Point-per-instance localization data

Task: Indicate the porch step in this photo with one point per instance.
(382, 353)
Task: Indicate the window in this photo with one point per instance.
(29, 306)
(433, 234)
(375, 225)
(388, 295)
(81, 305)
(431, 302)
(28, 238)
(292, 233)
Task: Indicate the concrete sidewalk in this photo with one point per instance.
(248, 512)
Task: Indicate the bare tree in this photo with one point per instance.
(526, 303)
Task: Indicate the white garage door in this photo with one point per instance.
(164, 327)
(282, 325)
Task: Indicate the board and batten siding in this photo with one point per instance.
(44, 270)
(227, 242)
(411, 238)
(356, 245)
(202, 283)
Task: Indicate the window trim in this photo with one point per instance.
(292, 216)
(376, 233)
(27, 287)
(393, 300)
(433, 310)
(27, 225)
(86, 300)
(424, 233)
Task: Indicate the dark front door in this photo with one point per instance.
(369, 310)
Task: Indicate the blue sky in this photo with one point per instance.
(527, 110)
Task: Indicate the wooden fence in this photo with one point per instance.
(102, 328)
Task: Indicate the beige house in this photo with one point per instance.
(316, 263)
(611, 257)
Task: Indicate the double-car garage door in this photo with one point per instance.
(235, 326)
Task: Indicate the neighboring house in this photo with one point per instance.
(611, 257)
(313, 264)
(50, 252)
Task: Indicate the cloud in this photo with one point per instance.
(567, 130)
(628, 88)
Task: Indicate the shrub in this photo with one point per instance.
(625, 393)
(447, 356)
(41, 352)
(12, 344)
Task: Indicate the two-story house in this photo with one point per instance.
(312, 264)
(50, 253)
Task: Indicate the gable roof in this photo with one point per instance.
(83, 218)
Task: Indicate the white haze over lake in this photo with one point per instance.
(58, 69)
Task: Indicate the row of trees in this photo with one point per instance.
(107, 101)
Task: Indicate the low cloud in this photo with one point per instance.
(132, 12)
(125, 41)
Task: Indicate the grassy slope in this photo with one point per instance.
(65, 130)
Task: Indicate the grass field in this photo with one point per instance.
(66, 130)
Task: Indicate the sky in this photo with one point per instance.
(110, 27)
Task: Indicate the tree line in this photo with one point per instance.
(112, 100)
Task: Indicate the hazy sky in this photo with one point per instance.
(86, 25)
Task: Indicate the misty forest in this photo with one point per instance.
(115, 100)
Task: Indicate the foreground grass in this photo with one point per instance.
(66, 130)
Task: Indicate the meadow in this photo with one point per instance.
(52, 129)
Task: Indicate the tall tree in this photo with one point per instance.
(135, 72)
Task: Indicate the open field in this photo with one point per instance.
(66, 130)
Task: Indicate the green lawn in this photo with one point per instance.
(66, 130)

YOUR INSTRUCTIONS:
Every line above must be reproduced exactly as it stands.

ANSWER TO THIS TASK:
Task: Indicate the porch step in this photo with one point per instance.
(382, 353)
Task: Indicate the window in this photo with one point per instance.
(29, 306)
(433, 234)
(375, 225)
(388, 295)
(81, 305)
(431, 302)
(28, 238)
(292, 233)
Task: Indicate the concrete sidewalk in this photo with one point per instance.
(248, 512)
Task: Indicate the bare tree in this photo with one point per instance.
(526, 303)
Task: Indicate the white garage door in this photo with one point per instance.
(164, 327)
(282, 325)
Task: Indicate the board and batten siding in this photo with one point per instance.
(44, 270)
(227, 242)
(411, 238)
(356, 245)
(202, 283)
Task: Indicate the window trim in this photo with one point per instance.
(292, 216)
(376, 233)
(27, 287)
(393, 300)
(433, 310)
(27, 225)
(86, 300)
(424, 233)
Task: Indicate the dark front door in this photo with one point per instance.
(369, 310)
Task: Indicate the blue sky in this photo with one point per instance.
(527, 110)
Task: Indicate the wooden fence in this photo with one point per instance.
(102, 328)
Task: Indicate the beige house in this photo with one point per instance.
(316, 263)
(611, 257)
Task: Indicate the double-car garage door in this photo with one point per instance.
(235, 326)
Task: Indicate the neighboring house in this photo with one point per instance.
(611, 257)
(313, 264)
(50, 252)
Task: Indicate the cloud in this photo with one point per instance.
(567, 130)
(628, 88)
Task: Indicate the shrub in this photo with one point per instance.
(625, 393)
(447, 356)
(41, 352)
(12, 344)
Task: Indicate the two-story house in this photo with one point per instance.
(312, 264)
(50, 253)
Task: Indicate the gable roof in this photo with one point per instance.
(83, 218)
Task: Indicate the white haze over lake in this photo with one point per instance.
(58, 69)
Task: Indicate the row of trees in this photo with one point per instance.
(107, 101)
Task: Indicate the low cloud in this photo with one point per instance.
(132, 12)
(125, 41)
Task: Indicate the grassy slope in this photo with one point per instance.
(65, 130)
Task: Indicate the grass field in this photo with one point per instance.
(66, 130)
Task: Indicate the sky in this photo with one point per instance.
(110, 27)
Task: Indicate the tree line in this photo with one point per instance.
(112, 100)
Task: Indicate the hazy sky in this photo with one point per instance.
(86, 25)
Task: Indicate the misty forest in this photo with one point per instance.
(115, 100)
Task: Indicate the foreground grass in this photo with one point per instance.
(66, 130)
Task: Indicate the meadow in this photo with one point per instance.
(52, 129)
Task: Indicate the tall tree in this photo with one point per instance.
(135, 72)
Task: Indicate the open field in this photo with one point per instance.
(66, 130)
Task: Indicate the green lawn in this photo with one point per instance.
(66, 130)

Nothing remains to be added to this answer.